Your assignment
Retype the data in its entirety, with no word changed.

Dataset entries
▬▬▬

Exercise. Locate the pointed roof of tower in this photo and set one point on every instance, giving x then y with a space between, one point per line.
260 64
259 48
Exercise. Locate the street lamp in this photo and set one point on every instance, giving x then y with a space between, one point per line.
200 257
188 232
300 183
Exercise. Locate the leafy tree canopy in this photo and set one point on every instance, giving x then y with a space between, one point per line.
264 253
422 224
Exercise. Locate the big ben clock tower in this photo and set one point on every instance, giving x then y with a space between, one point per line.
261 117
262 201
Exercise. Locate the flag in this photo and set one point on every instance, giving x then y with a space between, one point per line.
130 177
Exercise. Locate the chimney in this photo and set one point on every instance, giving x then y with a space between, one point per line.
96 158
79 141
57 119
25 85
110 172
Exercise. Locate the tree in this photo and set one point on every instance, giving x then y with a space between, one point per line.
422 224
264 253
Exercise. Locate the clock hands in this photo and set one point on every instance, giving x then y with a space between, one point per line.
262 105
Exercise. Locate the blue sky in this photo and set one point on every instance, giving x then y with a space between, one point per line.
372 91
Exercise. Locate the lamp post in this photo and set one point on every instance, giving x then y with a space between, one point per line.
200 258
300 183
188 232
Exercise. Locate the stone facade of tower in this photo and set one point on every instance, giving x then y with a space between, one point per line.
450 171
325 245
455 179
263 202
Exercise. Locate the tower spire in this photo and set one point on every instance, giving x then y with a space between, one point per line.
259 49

▬▬▬

Exercise result
Exercise. Locate the pointed roof of tower in this photo and set one point on every instance, giving x then y with a space between, one point per line.
260 64
259 48
Exercise. Locate the street lamp in this photo and set one point on every instance, giving x then y with a space between, one point per line.
200 257
188 232
300 183
Exercise. Locate the leafy tree canopy in this photo and set one point on every instance, giving x then y with a space between, one point per line.
264 253
422 224
Exercise. Locate the big ben clock tower in this photo and set one point on every instance, giving x then y with a space between, one point per line.
261 117
262 201
Exercise. Locate the flag in this photo and set one point on every instance, giving x then y with a space between, one point per line.
130 177
Exercise. Locate the chimney in this photo and set one point on every instance, giving x then y with a space between, one point per line.
96 158
79 141
57 119
25 85
110 172
Exercise. Locate the tree in this photo and set one point on every instance, giving x then y with a space between, one point per line.
422 224
264 253
Exercise. Locate the clock hands in this photo and set one point on every instance, giving x then y with a space between, one point per line.
262 105
Exercise. Locate the blue sky in this photo and set one point on every instance, giving x then y with a space between, one point per line.
372 91
Exercise. Locate the lamp post in this photo and set one point on every instance, giving x then y with a space between, one point per line.
200 258
300 183
188 232
Exercise. Locate the stone facade of tower in this photo and set one point on every instance, giving x then y with a space between, one point per line.
450 171
325 245
455 179
263 202
Exercise. Locate the tower spire in this photo and set one point on every instance, giving x then y with a space between, one point per line.
259 49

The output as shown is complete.